Problem description:
Show, copied in full, every line of the records below that contains the string "stand". Case counts.

Entries provided:
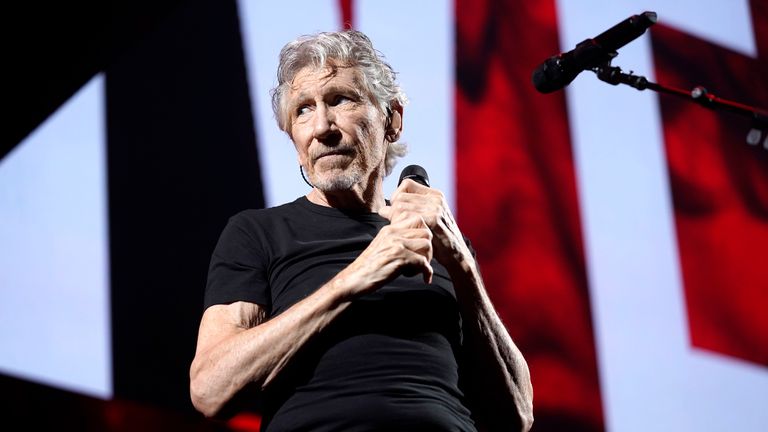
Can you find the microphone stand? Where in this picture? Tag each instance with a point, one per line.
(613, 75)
--
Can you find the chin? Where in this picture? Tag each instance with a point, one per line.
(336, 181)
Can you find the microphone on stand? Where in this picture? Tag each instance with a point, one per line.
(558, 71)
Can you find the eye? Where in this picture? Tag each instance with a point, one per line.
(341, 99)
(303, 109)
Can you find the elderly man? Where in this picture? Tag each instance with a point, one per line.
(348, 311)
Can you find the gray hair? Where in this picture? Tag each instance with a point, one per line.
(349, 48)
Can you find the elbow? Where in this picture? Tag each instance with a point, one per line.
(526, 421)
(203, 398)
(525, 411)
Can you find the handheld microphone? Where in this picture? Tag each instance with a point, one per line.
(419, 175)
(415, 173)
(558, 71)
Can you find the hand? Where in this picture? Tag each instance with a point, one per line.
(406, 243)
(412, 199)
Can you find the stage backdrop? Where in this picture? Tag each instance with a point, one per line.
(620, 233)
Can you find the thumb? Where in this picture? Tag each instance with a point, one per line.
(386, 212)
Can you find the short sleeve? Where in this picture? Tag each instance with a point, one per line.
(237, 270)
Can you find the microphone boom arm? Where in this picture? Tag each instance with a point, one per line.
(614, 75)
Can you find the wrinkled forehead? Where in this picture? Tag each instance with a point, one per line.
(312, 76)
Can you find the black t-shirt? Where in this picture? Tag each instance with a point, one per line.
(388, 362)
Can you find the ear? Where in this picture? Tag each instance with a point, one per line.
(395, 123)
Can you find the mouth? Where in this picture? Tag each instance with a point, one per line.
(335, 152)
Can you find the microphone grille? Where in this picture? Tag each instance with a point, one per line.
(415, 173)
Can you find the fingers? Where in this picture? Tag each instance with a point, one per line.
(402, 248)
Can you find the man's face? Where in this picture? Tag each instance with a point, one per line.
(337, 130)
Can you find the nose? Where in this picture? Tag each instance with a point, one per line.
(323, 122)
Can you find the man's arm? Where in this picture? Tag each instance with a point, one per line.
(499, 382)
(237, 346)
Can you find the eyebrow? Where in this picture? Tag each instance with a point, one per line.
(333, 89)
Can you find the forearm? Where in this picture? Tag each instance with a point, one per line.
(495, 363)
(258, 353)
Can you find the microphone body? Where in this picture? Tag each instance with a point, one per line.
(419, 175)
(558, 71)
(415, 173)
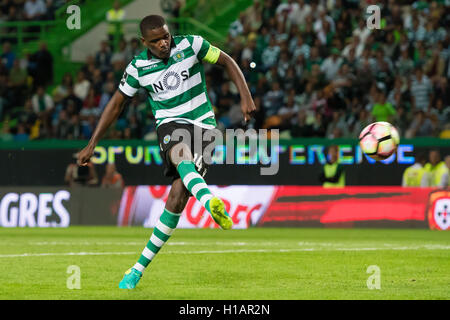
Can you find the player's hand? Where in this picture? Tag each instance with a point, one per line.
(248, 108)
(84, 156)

Result of this task:
Can you find the microphone stand? Where in this picture? Tag each instance with a point, one per line.
Can you find the microphone on stand? Where in this picture? Tag each instance with a point, one per line.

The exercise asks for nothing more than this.